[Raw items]
--- START ---
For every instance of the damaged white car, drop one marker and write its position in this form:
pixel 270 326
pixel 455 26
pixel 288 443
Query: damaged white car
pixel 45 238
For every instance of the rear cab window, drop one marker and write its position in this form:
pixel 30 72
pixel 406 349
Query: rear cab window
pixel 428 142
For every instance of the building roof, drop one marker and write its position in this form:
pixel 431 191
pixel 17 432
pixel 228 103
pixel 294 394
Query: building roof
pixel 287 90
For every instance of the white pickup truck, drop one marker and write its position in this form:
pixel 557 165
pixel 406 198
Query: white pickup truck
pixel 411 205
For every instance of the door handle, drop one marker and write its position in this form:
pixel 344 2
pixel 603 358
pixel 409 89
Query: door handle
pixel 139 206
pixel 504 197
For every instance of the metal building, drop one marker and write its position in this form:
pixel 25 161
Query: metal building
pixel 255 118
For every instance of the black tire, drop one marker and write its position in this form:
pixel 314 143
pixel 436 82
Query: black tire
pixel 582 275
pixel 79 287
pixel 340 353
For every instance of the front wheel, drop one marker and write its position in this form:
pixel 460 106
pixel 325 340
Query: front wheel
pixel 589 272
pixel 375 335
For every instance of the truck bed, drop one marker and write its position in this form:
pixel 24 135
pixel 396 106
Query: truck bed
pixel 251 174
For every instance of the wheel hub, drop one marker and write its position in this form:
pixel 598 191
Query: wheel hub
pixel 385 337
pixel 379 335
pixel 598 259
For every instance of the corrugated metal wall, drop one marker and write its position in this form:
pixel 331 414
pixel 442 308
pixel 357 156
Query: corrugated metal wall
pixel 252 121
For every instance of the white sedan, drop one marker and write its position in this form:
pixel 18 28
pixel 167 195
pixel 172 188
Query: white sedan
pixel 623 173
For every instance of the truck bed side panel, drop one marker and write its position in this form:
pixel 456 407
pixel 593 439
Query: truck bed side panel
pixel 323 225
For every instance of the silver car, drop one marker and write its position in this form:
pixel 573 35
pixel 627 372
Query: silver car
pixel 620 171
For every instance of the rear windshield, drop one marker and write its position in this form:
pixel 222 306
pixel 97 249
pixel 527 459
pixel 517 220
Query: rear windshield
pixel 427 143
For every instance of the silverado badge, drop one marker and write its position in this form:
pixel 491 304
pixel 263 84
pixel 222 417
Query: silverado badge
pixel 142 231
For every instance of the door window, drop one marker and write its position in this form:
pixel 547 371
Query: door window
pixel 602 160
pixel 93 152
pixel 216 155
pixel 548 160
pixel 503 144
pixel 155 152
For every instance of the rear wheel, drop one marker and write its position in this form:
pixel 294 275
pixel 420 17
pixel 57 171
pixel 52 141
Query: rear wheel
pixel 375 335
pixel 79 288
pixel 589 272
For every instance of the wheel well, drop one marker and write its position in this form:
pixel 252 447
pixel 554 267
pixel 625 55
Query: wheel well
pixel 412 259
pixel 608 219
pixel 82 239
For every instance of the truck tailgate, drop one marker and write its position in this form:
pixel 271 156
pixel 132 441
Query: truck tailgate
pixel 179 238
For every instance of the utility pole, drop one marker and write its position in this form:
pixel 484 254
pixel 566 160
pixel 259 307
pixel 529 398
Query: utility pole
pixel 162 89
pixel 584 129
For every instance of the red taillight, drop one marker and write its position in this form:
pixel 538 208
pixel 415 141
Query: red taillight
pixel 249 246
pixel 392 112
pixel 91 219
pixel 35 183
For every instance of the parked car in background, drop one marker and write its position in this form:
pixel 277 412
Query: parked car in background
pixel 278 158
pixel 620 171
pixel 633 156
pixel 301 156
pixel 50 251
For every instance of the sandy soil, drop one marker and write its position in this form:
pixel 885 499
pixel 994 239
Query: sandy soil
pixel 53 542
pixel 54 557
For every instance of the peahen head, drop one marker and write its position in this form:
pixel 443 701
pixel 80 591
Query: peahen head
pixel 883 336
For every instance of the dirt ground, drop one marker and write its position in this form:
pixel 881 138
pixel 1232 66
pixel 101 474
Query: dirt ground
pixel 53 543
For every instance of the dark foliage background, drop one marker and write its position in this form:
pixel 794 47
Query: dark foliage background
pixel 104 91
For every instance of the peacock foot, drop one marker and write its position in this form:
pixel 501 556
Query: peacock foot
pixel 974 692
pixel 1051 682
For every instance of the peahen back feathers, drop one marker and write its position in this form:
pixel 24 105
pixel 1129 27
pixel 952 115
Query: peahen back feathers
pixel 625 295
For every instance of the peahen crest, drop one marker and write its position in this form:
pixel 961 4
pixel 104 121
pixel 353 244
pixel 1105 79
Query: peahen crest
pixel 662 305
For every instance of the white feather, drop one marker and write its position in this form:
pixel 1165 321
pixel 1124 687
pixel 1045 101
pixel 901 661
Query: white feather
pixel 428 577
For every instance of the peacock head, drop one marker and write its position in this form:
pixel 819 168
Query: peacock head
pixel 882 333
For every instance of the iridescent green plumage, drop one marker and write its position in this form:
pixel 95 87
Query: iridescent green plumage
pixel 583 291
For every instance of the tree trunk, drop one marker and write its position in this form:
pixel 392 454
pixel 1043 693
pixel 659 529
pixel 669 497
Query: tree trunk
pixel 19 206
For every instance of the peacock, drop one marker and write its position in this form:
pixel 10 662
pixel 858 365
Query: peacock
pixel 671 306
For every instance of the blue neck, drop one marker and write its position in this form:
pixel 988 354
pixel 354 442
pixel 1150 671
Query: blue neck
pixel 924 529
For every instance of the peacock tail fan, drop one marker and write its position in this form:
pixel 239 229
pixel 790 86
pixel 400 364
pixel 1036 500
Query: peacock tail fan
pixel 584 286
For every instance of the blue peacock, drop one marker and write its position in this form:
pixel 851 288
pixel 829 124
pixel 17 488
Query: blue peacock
--- END ---
→ **GOAL**
Please copy the items above, starting at the beginning of the items and ending at the line containing "pixel 45 238", both included. Increase each number in the answer pixel coordinates by 119, and leave the requests and their sample coordinates unchanged.

→ **ANSWER TO THIS EXERCISE**
For every instance of the damaged white car, drop one marker and write its position in this form:
pixel 270 326
pixel 455 26
pixel 288 443
Query: damaged white car
pixel 164 357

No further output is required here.